Text passage: Begin
Digital Nomad Guide to Gardens in Cape Town

A digital nomad guide to Gardens in Cape Town

July 2021
– Chantal van Baalen

Cape Town has always been one of my favorite places to go to. I have visited the mother city before during a six-month internship. This is when it stole my heart. A few years later I came back for a Workaway position and to visit the Africa Burn festival. So first as an intern, then as a volunteer and tourist and now, five years later I’m back as a digital nomad based in the Gardens district. Is Gardens in Cape Town for digital nomads? Let me explain in this guide.

Why Gardens for digital nomads?

During my previous visits, I have lived in many different areas. The colorful Muslim area of Bokaap, the popular Sea Point, touristy Greenpoint, quiet Vredehoek and hipster Gardens. Off all these places I loved Gardens the most, because it is an area that feels more secure than other areas and really makes me feel at home. Therefore this is the area where I’m based at during my stay.
Text passage: End
**What you need to do**.
1. In the Cape Town guide, which festival did the writer attend when returning for a Workaway position?
2. Reproduce the part of the Cape Town guide that begins with the words "A digital nomad guide" and ends after "Gardens for digital nomads?".
Provided data: Begin
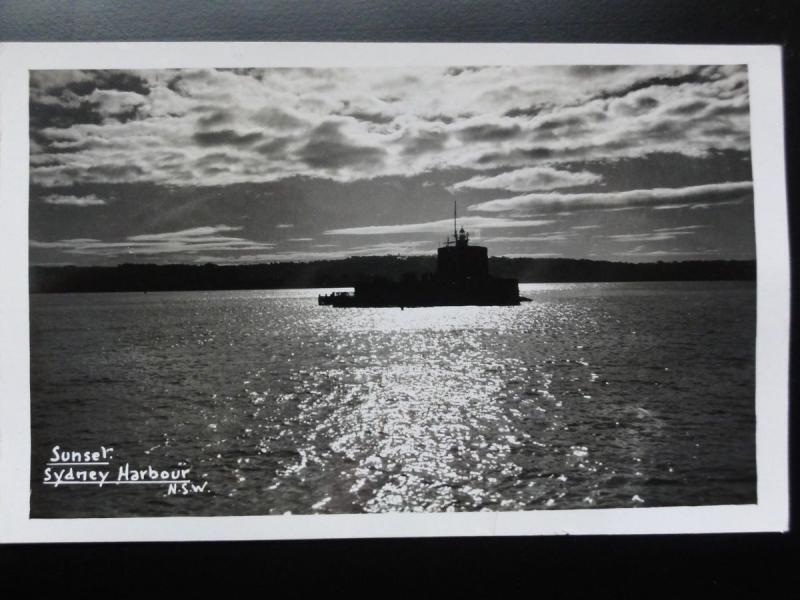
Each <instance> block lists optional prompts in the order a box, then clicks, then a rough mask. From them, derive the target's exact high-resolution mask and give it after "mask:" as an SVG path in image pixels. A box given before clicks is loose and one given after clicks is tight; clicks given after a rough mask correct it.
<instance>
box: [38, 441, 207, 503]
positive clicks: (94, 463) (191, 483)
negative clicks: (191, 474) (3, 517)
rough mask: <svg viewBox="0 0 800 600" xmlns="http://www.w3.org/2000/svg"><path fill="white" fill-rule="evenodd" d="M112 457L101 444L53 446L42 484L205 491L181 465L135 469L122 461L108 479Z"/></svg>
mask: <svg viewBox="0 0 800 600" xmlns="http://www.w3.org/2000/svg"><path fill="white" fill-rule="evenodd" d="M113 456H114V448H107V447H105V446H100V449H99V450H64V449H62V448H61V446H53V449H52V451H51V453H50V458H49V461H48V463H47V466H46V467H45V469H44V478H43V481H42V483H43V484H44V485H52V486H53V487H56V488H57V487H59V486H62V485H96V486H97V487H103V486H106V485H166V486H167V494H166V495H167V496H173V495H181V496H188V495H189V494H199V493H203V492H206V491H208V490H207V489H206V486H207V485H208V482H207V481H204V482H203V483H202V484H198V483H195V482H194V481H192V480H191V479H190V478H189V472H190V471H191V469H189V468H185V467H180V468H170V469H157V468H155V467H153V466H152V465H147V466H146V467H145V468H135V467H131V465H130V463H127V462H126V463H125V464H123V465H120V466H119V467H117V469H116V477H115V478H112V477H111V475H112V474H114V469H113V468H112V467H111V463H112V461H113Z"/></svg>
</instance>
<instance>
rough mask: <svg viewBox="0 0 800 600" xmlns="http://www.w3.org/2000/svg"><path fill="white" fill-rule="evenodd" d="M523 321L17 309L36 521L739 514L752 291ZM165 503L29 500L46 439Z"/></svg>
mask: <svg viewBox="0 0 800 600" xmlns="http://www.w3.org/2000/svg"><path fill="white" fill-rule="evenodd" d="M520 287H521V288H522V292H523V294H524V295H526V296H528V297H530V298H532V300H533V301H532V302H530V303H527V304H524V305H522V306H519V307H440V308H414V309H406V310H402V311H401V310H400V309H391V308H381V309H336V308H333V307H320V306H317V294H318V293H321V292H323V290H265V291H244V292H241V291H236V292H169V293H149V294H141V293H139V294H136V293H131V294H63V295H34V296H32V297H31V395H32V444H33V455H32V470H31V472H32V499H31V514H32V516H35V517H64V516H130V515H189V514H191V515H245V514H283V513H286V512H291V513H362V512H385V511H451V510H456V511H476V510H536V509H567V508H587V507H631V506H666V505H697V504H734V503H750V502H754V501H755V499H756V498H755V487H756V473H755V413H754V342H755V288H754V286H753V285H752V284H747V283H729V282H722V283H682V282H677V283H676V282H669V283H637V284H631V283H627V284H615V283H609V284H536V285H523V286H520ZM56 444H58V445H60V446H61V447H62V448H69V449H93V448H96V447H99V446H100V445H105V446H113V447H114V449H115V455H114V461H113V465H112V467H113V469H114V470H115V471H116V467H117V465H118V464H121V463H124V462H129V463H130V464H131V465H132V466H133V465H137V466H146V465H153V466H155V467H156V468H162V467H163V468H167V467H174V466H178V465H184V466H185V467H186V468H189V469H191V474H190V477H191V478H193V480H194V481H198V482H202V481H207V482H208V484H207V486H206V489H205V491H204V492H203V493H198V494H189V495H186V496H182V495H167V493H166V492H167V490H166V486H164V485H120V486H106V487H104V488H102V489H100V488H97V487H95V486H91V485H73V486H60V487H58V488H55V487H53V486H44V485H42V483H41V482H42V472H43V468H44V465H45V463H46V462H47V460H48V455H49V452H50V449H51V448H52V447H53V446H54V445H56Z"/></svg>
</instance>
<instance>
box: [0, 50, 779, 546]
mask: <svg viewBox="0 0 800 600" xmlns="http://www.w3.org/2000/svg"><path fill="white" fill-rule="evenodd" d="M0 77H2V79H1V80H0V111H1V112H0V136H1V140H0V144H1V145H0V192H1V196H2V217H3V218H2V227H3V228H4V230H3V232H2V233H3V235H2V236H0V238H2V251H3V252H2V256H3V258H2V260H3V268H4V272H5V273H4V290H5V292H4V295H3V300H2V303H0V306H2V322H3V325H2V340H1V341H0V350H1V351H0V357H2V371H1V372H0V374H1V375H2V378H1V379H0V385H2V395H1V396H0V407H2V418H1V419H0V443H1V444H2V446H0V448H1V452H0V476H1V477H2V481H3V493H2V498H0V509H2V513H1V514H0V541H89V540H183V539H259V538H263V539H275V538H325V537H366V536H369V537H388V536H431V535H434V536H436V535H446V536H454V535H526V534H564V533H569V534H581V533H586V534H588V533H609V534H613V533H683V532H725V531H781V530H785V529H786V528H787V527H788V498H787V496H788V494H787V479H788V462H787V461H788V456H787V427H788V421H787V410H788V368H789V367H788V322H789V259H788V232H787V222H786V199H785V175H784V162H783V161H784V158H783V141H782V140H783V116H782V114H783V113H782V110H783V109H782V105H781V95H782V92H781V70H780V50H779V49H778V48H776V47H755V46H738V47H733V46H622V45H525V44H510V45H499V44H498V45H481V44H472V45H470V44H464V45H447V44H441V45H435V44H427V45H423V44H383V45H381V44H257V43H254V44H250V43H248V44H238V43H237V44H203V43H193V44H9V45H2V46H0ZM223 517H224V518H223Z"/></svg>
Provided data: End
**Results of the exercise**.
1. The Africa Burn festival.

2.
A digital nomad guide to Gardens in Cape Town

July 2021
– Chantal van Baalen

Cape Town has always been one of my favorite places to go to. I have visited the mother city before during a six-month internship. This is when it stole my heart. A few years later I came back for a Workaway position and to visit the Africa Burn festival. So first as an intern, then as a volunteer and tourist and now, five years later I’m back as a digital nomad based in the Gardens district. Is Gardens in Cape Town for digital nomads? Let me explain in this guide.

Why Gardens for digital nomads?